DIE AUFGABE: Entnimm allen folgenden Einträgen sämtliche Zeilen wortgetreu und lass die Bilder in deiner Antwort weg.

### ZU BEARBEITENDES MATERIAL

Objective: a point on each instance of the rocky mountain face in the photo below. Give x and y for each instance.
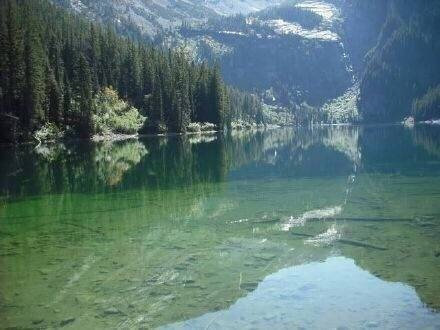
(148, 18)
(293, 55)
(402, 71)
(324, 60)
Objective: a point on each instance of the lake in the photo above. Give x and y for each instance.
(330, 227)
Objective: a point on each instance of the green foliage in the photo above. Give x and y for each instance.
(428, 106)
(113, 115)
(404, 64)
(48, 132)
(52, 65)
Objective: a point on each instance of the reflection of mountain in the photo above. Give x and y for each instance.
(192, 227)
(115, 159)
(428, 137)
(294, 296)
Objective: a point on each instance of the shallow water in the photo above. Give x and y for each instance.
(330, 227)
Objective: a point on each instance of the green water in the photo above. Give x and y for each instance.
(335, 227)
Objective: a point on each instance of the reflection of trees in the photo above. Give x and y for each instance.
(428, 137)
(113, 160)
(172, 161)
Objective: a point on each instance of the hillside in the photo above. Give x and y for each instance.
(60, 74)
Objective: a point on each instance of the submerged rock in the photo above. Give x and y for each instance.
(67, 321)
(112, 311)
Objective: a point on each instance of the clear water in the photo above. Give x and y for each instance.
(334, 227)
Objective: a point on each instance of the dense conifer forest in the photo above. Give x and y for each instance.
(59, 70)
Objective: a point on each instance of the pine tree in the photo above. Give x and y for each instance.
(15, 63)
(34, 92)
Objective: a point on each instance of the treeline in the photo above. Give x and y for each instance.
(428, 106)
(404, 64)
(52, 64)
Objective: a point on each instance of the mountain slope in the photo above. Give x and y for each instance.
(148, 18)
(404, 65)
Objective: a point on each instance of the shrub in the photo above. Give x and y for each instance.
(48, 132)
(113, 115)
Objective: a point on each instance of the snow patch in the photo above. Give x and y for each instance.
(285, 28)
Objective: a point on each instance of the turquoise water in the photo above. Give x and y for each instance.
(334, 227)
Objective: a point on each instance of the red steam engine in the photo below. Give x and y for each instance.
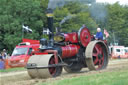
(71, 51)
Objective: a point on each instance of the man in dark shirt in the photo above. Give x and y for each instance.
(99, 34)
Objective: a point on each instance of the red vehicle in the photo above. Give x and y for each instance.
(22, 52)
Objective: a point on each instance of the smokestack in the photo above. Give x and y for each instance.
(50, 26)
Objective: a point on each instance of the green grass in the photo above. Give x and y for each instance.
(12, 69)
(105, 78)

######

SCHRIFTLICHE LÖSUNG:
Objective: a point on each instance of the rocky mountain face in the photo below. Give x and y for each instance.
(148, 18)
(293, 55)
(402, 71)
(324, 60)
Objective: a point on each instance of the lake in the photo above. Give x and y for each instance.
(330, 227)
Objective: a point on each instance of the green foliage in the photo above. Give x and y for each instance.
(428, 106)
(113, 115)
(404, 64)
(48, 132)
(52, 65)
Objective: a point on each instance of the reflection of mountain in the photo above. Give x and y for each instance.
(192, 227)
(115, 159)
(428, 137)
(294, 296)
Objective: a point on each instance of the shallow water in the photo above. Give x and y for each instance.
(330, 227)
Objective: a point on each instance of the green water in the photo above. Give x and y for each instance.
(335, 227)
Objective: a point on each instance of the reflection of trees in the photo above. Give x and y for each instance.
(428, 137)
(113, 160)
(172, 161)
Objective: a point on each instance of the hillside in the photo above. Give x and y for each instance.
(60, 74)
Objective: a point on each instance of the submerged rock in the photo above. Give x and y for each instance.
(67, 321)
(112, 311)
Objective: a point on each instance of the clear water in the photo above. Give x and y for each instance.
(334, 227)
Objective: a point on each instance of the dense conifer forest in the photo above. Give x and y for each instance.
(59, 70)
Objective: a point on each instance of the pine tree in the photo above. Give x and y for each instance.
(15, 63)
(34, 92)
Objective: a point on each instance of the treeline in the photo above. Give x and y for each instance.
(428, 106)
(404, 64)
(52, 64)
Objective: a point on each instance of the mountain slope in the photo above. Give x and y for each instance.
(148, 18)
(404, 65)
Objective: a point on each instance of the shrub in the photo above. Give x and y for each instance.
(48, 132)
(113, 115)
Objective: a point on each instance of the snow patch in the photo above. Give x and y for each instance.
(285, 28)
Objective: a point on each instance of the turquoise water in the photo above. Give x and y for each instance.
(334, 227)
Objective: a point on each instance of the red steam engine in the photo below. Give x and y for each instance.
(71, 51)
Objective: a point on each instance of the man in dark shirt in the photo above. Give x and y for each instance.
(99, 34)
Objective: a point on each instance of the red vehicle in the photo above. Give x and y for each instance.
(22, 52)
Objective: a point on each instance of the smokestack in the photo above. Give x and y for each instance.
(50, 26)
Objective: a point on each instance of the green grass in the photo above. Give x and y for each instance.
(12, 69)
(105, 78)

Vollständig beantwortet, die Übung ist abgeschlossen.